GIVEN ENTRIES:
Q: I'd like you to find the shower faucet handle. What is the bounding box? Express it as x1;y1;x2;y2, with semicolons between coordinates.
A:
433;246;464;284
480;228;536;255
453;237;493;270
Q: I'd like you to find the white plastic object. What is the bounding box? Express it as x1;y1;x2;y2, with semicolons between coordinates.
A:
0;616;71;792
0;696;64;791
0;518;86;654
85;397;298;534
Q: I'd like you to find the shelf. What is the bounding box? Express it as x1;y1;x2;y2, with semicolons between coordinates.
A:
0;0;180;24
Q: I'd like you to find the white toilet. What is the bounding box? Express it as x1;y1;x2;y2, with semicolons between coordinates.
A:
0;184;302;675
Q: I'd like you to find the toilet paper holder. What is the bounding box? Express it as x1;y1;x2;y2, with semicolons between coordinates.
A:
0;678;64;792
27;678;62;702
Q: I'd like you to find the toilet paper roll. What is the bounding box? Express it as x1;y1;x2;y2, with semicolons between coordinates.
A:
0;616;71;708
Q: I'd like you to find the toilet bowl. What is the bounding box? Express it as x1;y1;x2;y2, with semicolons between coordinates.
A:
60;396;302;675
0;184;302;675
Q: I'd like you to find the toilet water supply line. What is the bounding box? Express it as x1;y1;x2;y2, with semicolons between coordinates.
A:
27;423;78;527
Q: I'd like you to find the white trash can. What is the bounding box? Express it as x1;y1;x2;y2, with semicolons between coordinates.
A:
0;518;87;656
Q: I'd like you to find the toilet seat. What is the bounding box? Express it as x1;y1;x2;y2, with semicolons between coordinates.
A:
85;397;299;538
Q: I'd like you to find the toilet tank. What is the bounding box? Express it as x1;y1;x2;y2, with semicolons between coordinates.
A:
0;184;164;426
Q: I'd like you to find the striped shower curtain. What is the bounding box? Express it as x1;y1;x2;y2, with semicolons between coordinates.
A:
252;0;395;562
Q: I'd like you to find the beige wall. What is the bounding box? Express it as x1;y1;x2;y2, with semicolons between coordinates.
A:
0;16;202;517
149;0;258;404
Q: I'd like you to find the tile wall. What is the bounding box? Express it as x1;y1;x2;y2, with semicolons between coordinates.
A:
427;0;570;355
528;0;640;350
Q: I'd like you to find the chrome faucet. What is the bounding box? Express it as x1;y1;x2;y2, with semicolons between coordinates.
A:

WHAT IS EXPECTED: Please write out the items again, switching every "bounding box" to "enclosing rectangle" and keeping everything else the same.

THE RESPONSE:
Q: I'd like you to find the shower faucet handle. What is the enclosing rectangle? Express it as x1;y1;x2;y2, with semicolons between coordinates.
A:
433;246;464;284
480;228;536;255
453;237;493;270
Q: I'd like you to find the white plastic object. What is the enclosing rectangle? Express it as x1;y1;x2;y2, with semicolons between coordinates.
A:
0;616;71;792
0;696;64;791
0;518;86;654
85;397;298;534
Q: I'd like you to find the shelf. What is the enclosing rectangle? Express it as x1;y1;x2;y2, with semicolons between coordinates.
A:
0;0;180;24
Q: I'd like you to find the white toilet. What is the enclosing rectangle? Express it as x1;y1;x2;y2, with semicolons between coordinates.
A:
0;184;302;675
Q: I'd like you to find the toilet paper holder. What is the enclosing rectangle? Express it as x1;y1;x2;y2, with semicolons between coordinates.
A:
0;678;64;792
27;678;62;702
Q: I'd like you to find the toilet paper roll. What is the enclosing rectangle? Express it as x1;y1;x2;y2, with semicolons between coordinates.
A:
0;616;71;708
Q: I'd like you to find the toilet bowl. What is the enclosing rectangle? Express it as x1;y1;x2;y2, with semicolons between coordinates.
A:
60;396;302;675
0;184;302;675
Q: I'd like you to find the toilet water supply line. What is the enclosing rectangle? Express it as x1;y1;x2;y2, with semicolons between coordinates.
A:
27;423;78;527
Q: I'd like you to find the white trash can. What is the enclosing rectangle? Express it as x1;y1;x2;y2, with semicolons between coordinates.
A:
0;518;87;656
Q: I'd like you to find the toilet seat. What is the enclosing rectangle? Express it as x1;y1;x2;y2, with semicolons between coordinates.
A:
85;397;299;538
Q: I'd like you to find the toilet tank. What is the enclosing rectangle? Express it as x1;y1;x2;y2, with semicolons between coordinates.
A:
0;184;164;426
Q: I'd like you to find the striped shower curtain. What is the enclosing rectangle? Express it as x1;y1;x2;y2, with semicolons between coordinates.
A:
252;0;395;562
Q: I'd like you to find the beige wall. What is the enclosing rectangle? Express it as x1;y1;x2;y2, with semicolons between coordinates.
A:
0;16;202;517
149;0;258;404
Q: I'd like you to find the tile wall. What is the enclosing rectangle? Express it as x1;y1;x2;y2, with semicolons between coordinates.
A:
427;0;570;355
528;0;640;350
Q: I'd like you to find the chrome faucet. What is the enclosing rectangle? Express it as x1;y1;x2;y2, with semicolons between coordinates.
A:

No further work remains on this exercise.